§ **Estratto scelto**
● ● ● ●

Forte di questo “successo”, tra mille virgolette, sul fronte interno, Mussolini poté infine firmare il cosiddettopatto d’acciaio” tra Italia e Germania, un accordo che impegnava entrambe le potenze ad entrare in guerra al fianco dell’alleato, e questo in caso di qualunque conflitto, difensivo o offensivo. Cosa che rendeva il patto più pericoloso di quelli della tradizione europea, che di solito erano puramente difensivi: in teoria, il patto d’acciaio obbligava l’Italia a seguire Hitler in qualunque sua avventura militare in Europa.

Non che ciò valse a molto: Hitler, durante la sua celebre e infausta visita all’Italia, nel 1938, aveva già capito che il suo alleato era una tigre di carta, tutto fumo e niente arrosto, come diciamo noi. Forse utile solo per negare alla flotta britannica il dominio totale del Mediterraneo. Hitler si rese conto dell’arretratezza dell’esercito italiano durante le parate militari di quella visita, e si decise a muoversi sul tavolo della politica europea senza attendere che il suo alleato fosse pronto a una nuova guerra: d’altronde, chissà quando lo sarebbe stato. In modo piuttosto comico, a pochi mesi dalla firma del “Patto d’acciaio”, questo sarà in realtà disatteso, non rispettato, da entrambe le potenze.

● ● ● ●

§ **Righe del dataset**
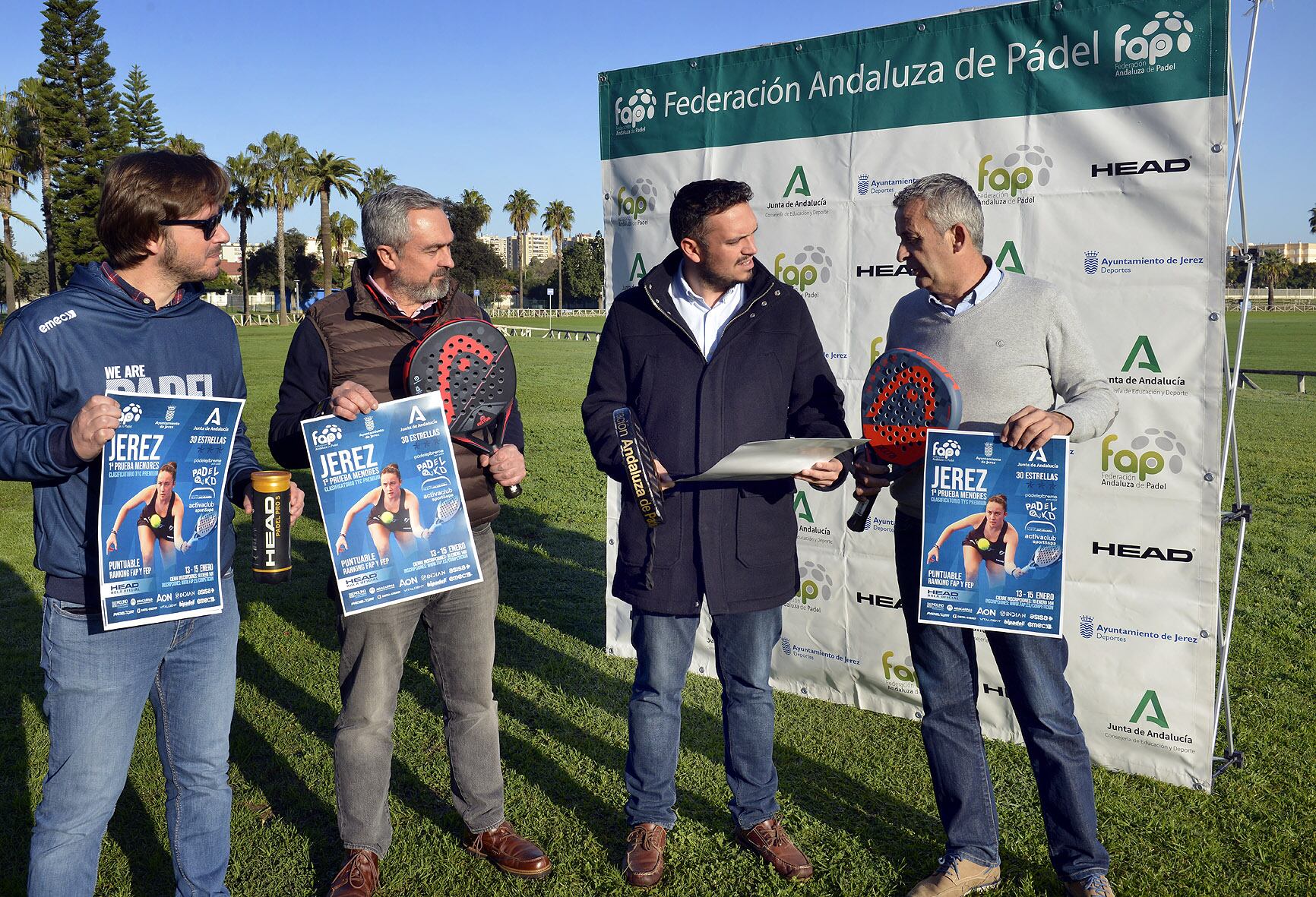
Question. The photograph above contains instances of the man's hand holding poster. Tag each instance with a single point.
(162, 480)
(393, 504)
(994, 534)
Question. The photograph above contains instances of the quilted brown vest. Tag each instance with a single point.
(369, 348)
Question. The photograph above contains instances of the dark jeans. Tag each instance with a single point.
(744, 650)
(460, 624)
(1032, 670)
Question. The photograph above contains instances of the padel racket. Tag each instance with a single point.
(470, 365)
(641, 471)
(1041, 558)
(204, 524)
(904, 393)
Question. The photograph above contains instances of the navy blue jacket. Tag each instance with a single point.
(59, 352)
(767, 379)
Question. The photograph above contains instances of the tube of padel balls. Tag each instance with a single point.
(271, 537)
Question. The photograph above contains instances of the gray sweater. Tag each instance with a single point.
(1024, 345)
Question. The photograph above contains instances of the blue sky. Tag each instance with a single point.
(499, 96)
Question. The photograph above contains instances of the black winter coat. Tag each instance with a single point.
(767, 379)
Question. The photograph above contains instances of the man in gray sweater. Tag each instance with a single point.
(1026, 370)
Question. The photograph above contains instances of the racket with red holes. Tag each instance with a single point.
(904, 395)
(470, 365)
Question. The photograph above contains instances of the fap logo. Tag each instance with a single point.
(947, 450)
(632, 201)
(1166, 33)
(815, 584)
(641, 107)
(812, 264)
(1139, 465)
(327, 436)
(1016, 172)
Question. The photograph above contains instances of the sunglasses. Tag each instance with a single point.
(207, 225)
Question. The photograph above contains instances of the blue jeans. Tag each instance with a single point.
(742, 643)
(460, 625)
(1032, 671)
(96, 683)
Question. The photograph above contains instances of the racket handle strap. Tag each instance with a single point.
(859, 519)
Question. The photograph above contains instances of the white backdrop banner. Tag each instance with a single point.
(1094, 133)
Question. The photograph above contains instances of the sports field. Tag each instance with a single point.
(854, 784)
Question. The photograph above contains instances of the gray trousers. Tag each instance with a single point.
(460, 625)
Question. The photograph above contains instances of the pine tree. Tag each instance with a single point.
(79, 102)
(138, 117)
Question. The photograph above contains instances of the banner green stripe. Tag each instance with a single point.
(1023, 59)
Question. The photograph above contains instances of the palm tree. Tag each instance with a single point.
(558, 219)
(183, 147)
(1271, 267)
(476, 201)
(39, 158)
(323, 175)
(246, 196)
(280, 161)
(520, 208)
(374, 181)
(343, 230)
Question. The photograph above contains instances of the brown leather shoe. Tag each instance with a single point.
(644, 858)
(358, 876)
(510, 851)
(769, 839)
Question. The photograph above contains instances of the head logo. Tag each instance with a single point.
(799, 183)
(636, 199)
(1143, 355)
(327, 436)
(947, 450)
(1014, 176)
(812, 264)
(902, 672)
(1161, 36)
(802, 507)
(1149, 710)
(638, 108)
(815, 583)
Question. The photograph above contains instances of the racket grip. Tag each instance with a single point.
(859, 519)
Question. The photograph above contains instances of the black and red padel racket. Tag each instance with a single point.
(470, 365)
(904, 395)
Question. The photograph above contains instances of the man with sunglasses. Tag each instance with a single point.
(136, 323)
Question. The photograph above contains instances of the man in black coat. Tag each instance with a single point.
(710, 352)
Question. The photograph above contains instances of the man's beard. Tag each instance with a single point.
(432, 289)
(170, 264)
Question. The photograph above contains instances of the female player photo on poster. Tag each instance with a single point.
(393, 505)
(162, 480)
(992, 534)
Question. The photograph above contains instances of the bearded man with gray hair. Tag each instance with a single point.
(1014, 345)
(346, 359)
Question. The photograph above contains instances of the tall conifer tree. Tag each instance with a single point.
(138, 116)
(79, 107)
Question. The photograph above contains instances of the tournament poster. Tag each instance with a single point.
(391, 501)
(992, 534)
(162, 480)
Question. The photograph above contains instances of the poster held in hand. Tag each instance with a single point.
(379, 479)
(994, 534)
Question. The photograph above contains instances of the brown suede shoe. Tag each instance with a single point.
(644, 858)
(358, 876)
(769, 839)
(510, 851)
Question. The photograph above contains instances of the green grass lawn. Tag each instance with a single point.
(854, 784)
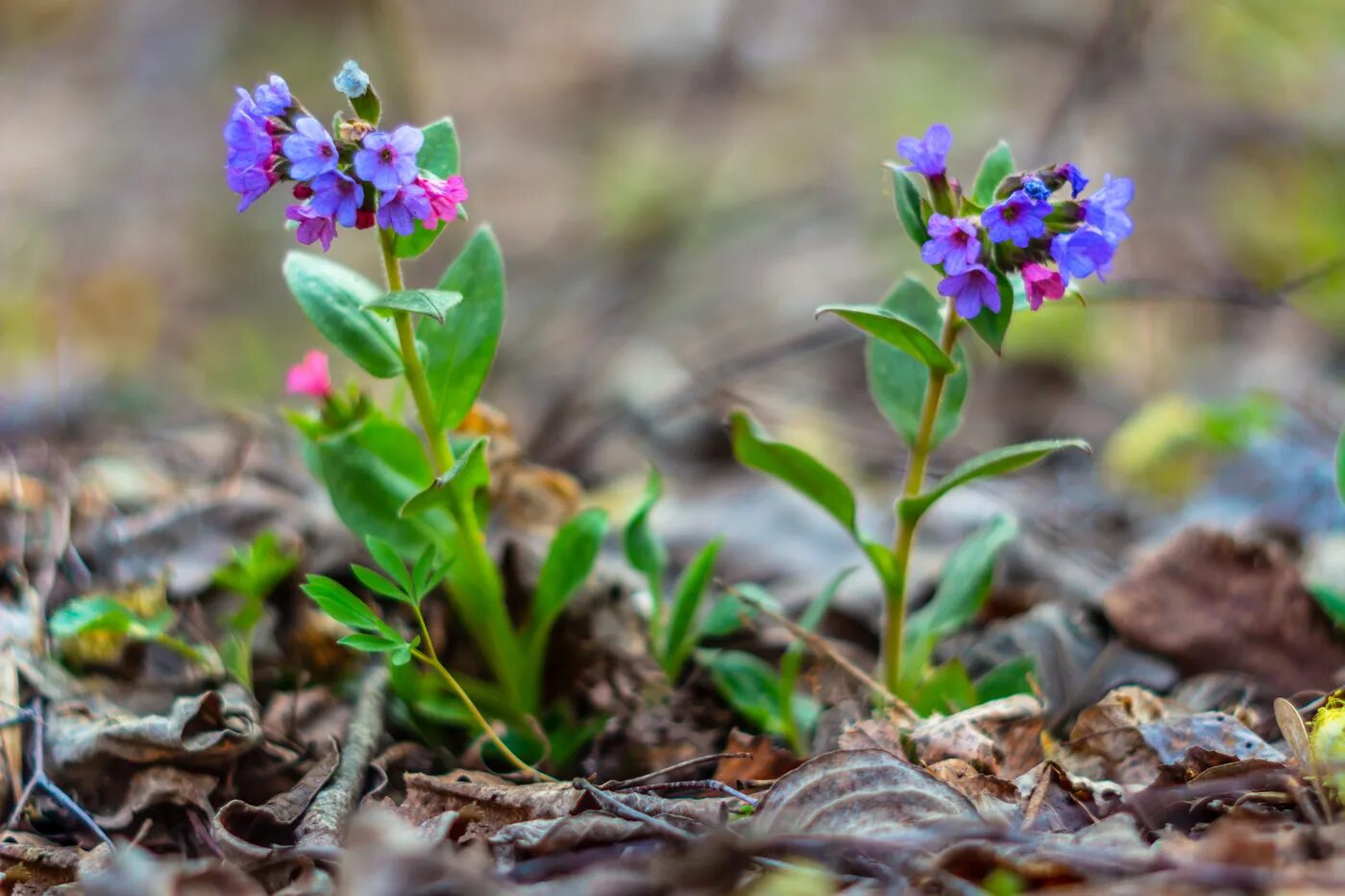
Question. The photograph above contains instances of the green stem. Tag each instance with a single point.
(896, 584)
(440, 452)
(432, 660)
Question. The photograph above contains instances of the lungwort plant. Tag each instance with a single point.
(416, 494)
(1001, 248)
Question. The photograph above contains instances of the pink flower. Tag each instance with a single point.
(309, 376)
(1041, 282)
(312, 227)
(443, 197)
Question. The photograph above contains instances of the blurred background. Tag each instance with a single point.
(676, 186)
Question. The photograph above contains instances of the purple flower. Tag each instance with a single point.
(387, 160)
(1017, 220)
(336, 195)
(1106, 208)
(248, 134)
(972, 289)
(309, 150)
(312, 227)
(928, 155)
(1076, 178)
(1036, 187)
(400, 208)
(273, 97)
(1082, 254)
(249, 183)
(954, 244)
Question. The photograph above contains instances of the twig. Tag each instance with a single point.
(822, 647)
(326, 817)
(706, 784)
(619, 809)
(686, 763)
(39, 781)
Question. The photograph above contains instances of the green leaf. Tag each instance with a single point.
(896, 331)
(370, 643)
(907, 197)
(794, 466)
(992, 463)
(460, 486)
(340, 604)
(333, 299)
(1006, 680)
(994, 167)
(370, 472)
(460, 355)
(748, 684)
(379, 584)
(991, 326)
(965, 583)
(439, 155)
(389, 561)
(643, 549)
(567, 567)
(432, 303)
(686, 601)
(897, 382)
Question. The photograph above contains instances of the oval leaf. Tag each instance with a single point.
(897, 382)
(333, 298)
(907, 198)
(896, 331)
(794, 466)
(994, 167)
(459, 356)
(992, 463)
(432, 303)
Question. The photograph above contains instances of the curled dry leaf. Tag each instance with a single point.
(860, 792)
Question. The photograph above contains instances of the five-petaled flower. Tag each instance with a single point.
(1019, 218)
(954, 244)
(1082, 254)
(387, 160)
(1106, 208)
(972, 289)
(312, 227)
(928, 155)
(336, 195)
(309, 376)
(309, 151)
(443, 197)
(400, 208)
(1041, 282)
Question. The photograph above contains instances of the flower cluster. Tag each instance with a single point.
(356, 180)
(1024, 230)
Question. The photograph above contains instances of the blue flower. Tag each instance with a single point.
(1082, 254)
(972, 289)
(954, 244)
(1106, 208)
(387, 160)
(1076, 178)
(248, 134)
(309, 150)
(273, 97)
(336, 195)
(1036, 187)
(399, 210)
(352, 80)
(1018, 220)
(928, 157)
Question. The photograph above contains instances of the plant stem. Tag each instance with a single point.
(896, 586)
(440, 452)
(432, 660)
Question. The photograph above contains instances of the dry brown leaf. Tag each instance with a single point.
(861, 792)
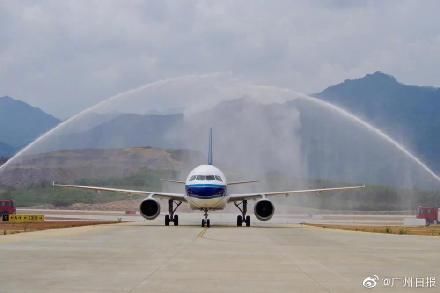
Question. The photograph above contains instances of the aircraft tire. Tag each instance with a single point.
(239, 221)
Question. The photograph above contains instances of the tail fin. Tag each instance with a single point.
(210, 147)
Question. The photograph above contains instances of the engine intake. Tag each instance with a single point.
(150, 208)
(264, 209)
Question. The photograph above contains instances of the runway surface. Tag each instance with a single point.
(274, 257)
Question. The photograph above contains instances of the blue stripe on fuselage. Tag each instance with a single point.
(205, 190)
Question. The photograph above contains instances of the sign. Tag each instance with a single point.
(25, 218)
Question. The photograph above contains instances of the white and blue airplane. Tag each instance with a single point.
(206, 189)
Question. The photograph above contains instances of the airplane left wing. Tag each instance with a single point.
(246, 196)
(164, 195)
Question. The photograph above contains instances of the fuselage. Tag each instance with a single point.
(206, 188)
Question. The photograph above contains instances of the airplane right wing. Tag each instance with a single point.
(164, 195)
(246, 196)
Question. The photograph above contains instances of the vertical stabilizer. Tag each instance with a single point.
(210, 147)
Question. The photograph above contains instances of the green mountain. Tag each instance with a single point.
(21, 123)
(408, 113)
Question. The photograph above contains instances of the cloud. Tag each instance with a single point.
(66, 56)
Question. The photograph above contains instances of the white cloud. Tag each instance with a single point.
(67, 55)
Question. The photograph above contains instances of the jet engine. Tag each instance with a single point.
(264, 209)
(150, 208)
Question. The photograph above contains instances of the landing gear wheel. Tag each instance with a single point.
(248, 221)
(239, 221)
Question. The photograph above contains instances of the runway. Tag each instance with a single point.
(148, 257)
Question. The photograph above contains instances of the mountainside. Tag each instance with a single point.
(21, 123)
(120, 131)
(6, 150)
(410, 114)
(90, 164)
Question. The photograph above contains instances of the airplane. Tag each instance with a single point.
(206, 189)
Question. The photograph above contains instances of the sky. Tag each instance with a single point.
(65, 56)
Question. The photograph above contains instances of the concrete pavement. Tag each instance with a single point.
(148, 257)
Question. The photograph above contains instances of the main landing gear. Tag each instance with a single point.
(242, 206)
(206, 221)
(171, 217)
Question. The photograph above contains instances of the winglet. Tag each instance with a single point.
(210, 147)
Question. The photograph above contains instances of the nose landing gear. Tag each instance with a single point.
(171, 217)
(206, 221)
(242, 206)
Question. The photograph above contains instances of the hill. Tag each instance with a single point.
(6, 150)
(111, 131)
(21, 123)
(409, 113)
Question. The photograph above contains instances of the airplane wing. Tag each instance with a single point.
(173, 181)
(241, 182)
(164, 195)
(245, 196)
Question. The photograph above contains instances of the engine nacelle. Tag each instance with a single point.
(264, 209)
(150, 208)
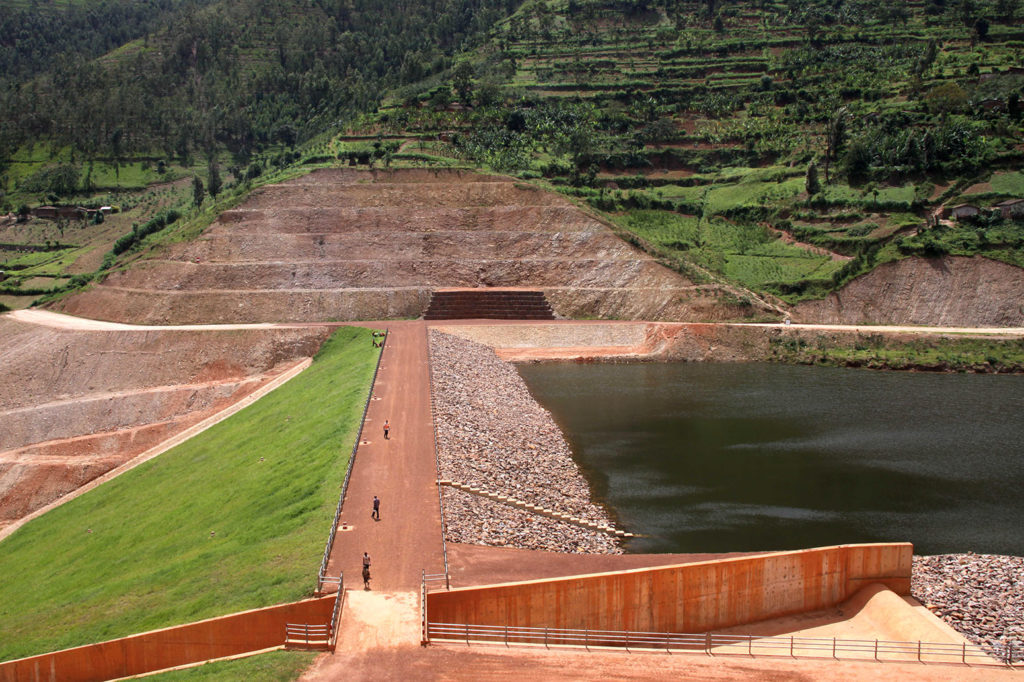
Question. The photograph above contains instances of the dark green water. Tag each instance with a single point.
(714, 458)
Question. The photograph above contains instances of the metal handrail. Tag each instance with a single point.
(306, 633)
(321, 577)
(336, 612)
(713, 644)
(437, 465)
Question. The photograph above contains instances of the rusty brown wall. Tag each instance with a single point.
(229, 635)
(693, 597)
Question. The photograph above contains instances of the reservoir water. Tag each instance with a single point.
(717, 458)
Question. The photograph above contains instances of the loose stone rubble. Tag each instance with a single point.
(979, 595)
(494, 435)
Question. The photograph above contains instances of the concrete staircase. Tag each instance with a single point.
(488, 304)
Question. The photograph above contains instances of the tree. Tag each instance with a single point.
(835, 138)
(857, 162)
(198, 190)
(214, 183)
(981, 28)
(811, 182)
(462, 81)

● ● ● ●

§ **Consegne**
1. Secondo il brano sul patto d'acciaio, in quale anno Hitler fece visita all'Italia?
2. Spiega, in base al brano sul patto d'acciaio, perché quell'accordo era più pericoloso dei patti della tradizione europea.
3. Ricopia il passo del brano sul patto d'acciaio da "Forte di questo" a "militare in Europa.".
Per rispondere ci si basa unicamente sul brano.

§ **Soluzioni degli esercizi**
1. Nel 1938.

2. Il patto impegnava Italia e Germania a entrare in guerra al fianco dell'alleato in qualunque conflitto, difensivo o offensivo, mentre i patti della tradizione europea erano di solito puramente difensivi. In teoria, quindi, obbligava l'Italia a seguire Hitler in qualunque sua avventura militare in Europa.

3.
Forte di questo “successo”, tra mille virgolette, sul fronte interno, Mussolini poté infine firmare il cosiddettopatto d’acciaio” tra Italia e Germania, un accordo che impegnava entrambe le potenze ad entrare in guerra al fianco dell’alleato, e questo in caso di qualunque conflitto, difensivo o offensivo. Cosa che rendeva il patto più pericoloso di quelli della tradizione europea, che di solito erano puramente difensivi: in teoria, il patto d’acciaio obbligava l’Italia a seguire Hitler in qualunque sua avventura militare in Europa.